• **Problem to solve**
Every line of the records below from the line with "TARGET = sky" up to and including the line with "TARGET = hill in background" must be reproduced exactly, and no line outside that range.

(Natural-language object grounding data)
---
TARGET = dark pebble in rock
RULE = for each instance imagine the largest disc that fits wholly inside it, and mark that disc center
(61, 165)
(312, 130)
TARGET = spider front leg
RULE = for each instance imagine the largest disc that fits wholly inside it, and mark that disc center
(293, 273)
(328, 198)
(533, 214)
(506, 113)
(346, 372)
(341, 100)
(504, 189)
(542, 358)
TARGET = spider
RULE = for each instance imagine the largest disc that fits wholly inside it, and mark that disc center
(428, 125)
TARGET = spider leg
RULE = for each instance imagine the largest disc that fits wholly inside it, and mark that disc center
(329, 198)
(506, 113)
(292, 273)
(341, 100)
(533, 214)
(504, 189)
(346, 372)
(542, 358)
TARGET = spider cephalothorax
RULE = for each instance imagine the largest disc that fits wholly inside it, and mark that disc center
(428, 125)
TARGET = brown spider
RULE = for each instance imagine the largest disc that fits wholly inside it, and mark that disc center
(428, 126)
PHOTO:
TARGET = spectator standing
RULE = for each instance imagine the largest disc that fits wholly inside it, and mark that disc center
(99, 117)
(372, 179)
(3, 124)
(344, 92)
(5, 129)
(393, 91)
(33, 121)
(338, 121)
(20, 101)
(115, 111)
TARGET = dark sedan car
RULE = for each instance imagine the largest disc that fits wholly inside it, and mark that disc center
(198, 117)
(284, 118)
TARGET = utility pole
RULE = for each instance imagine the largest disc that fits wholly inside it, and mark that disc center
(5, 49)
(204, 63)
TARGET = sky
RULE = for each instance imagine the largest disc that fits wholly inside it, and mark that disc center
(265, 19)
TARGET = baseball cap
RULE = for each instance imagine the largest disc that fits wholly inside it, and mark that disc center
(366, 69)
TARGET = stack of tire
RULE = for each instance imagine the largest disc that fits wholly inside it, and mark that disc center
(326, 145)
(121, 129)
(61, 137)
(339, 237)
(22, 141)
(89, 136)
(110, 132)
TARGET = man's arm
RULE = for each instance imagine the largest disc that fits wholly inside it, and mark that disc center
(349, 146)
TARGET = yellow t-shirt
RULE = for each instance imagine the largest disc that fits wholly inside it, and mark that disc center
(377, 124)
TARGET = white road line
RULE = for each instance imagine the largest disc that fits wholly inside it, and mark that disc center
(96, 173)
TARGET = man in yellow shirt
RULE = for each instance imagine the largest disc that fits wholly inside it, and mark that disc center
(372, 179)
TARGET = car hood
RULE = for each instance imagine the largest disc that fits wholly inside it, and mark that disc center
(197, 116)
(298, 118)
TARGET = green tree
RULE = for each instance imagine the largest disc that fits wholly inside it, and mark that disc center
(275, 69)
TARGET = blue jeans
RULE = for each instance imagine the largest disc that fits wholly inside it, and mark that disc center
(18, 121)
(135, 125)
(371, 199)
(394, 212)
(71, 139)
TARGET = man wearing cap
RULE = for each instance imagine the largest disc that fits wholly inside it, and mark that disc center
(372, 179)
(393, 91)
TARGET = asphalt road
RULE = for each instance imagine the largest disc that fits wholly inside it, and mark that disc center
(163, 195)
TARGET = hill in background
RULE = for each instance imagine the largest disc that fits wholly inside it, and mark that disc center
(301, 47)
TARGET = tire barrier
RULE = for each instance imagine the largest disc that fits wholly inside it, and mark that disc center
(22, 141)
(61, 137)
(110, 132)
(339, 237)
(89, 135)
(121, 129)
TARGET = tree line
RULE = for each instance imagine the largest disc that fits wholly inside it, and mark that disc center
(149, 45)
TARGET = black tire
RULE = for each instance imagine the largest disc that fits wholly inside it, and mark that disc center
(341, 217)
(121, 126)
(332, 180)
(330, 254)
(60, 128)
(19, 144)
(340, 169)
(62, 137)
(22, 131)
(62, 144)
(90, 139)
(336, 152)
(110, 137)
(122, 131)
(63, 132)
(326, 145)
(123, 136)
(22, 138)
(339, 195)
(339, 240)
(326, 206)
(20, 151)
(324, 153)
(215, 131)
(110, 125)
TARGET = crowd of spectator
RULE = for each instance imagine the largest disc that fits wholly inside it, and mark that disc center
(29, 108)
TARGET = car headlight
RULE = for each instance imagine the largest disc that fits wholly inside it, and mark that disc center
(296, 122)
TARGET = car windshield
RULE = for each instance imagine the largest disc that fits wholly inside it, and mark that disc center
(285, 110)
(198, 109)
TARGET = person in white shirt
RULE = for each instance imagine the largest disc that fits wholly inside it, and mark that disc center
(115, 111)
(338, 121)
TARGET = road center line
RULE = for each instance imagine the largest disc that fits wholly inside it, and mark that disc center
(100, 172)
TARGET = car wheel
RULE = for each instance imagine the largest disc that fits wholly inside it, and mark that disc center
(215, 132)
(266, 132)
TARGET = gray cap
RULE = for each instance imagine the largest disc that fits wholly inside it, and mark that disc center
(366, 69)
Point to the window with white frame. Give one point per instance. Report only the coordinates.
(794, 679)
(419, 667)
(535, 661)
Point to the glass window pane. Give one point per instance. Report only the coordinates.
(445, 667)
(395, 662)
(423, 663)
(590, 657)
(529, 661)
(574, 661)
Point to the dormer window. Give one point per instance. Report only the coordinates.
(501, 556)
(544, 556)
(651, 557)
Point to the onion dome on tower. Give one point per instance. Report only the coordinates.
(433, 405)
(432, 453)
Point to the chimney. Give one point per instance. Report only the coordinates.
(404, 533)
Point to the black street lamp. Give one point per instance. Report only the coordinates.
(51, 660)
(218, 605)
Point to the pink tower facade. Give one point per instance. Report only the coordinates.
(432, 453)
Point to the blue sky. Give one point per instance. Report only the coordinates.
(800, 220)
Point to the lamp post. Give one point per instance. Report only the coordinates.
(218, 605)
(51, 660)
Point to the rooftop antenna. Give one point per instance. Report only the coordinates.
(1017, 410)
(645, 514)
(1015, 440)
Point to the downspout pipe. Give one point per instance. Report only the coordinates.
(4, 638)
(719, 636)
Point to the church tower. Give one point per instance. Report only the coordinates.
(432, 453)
---
• **Response to this exercise**
TARGET = sky
RULE = for each instance imagine the largest disc that fits wholly inside it, and mark that disc center
(265, 19)
TARGET = baseball cap
RULE = for each instance imagine the largest disc that fits wholly inside it, and mark that disc center
(366, 69)
TARGET = stack of tire
RULE = for each instance imagine the largest disc that fits wholly inside it, and mark that disc center
(326, 145)
(121, 129)
(61, 137)
(339, 237)
(22, 141)
(89, 136)
(110, 132)
TARGET = man's arm
RULE = for each instance imagine the largest disc that fits wholly inside it, and mark that disc center
(349, 146)
TARGET = yellow t-shirt
RULE = for each instance imagine the largest disc that fits wholly inside it, and mark that disc center
(377, 124)
TARGET = white road line
RULE = for each instance imagine the largest disc that fits wholly inside it, and mark that disc center
(96, 173)
TARGET = man in yellow shirt
RULE = for each instance imagine the largest disc that fits wholly inside it, and mark that disc center
(372, 179)
TARGET = car hood
RULE = for each instance imagine the largest disc that fits wholly inside it, and mark that disc center
(197, 116)
(298, 118)
TARGET = green tree
RULE = for each instance imagine the largest disc that fits wholly inside it, and mark that disc center
(275, 69)
TARGET = blue jeans
RULE = for each instance imagine the largest disc that fits wholly inside it, and mark that disc center
(18, 121)
(135, 125)
(371, 199)
(394, 212)
(71, 139)
TARGET = man wearing cap
RULE = for each instance imagine the largest disc that fits wholly inside it, and mark that disc center
(372, 179)
(393, 91)
TARGET = asphalt road
RULE = for each instance imagine the largest disc that fits wholly inside it, and mark that disc center
(163, 195)
TARGET = hill in background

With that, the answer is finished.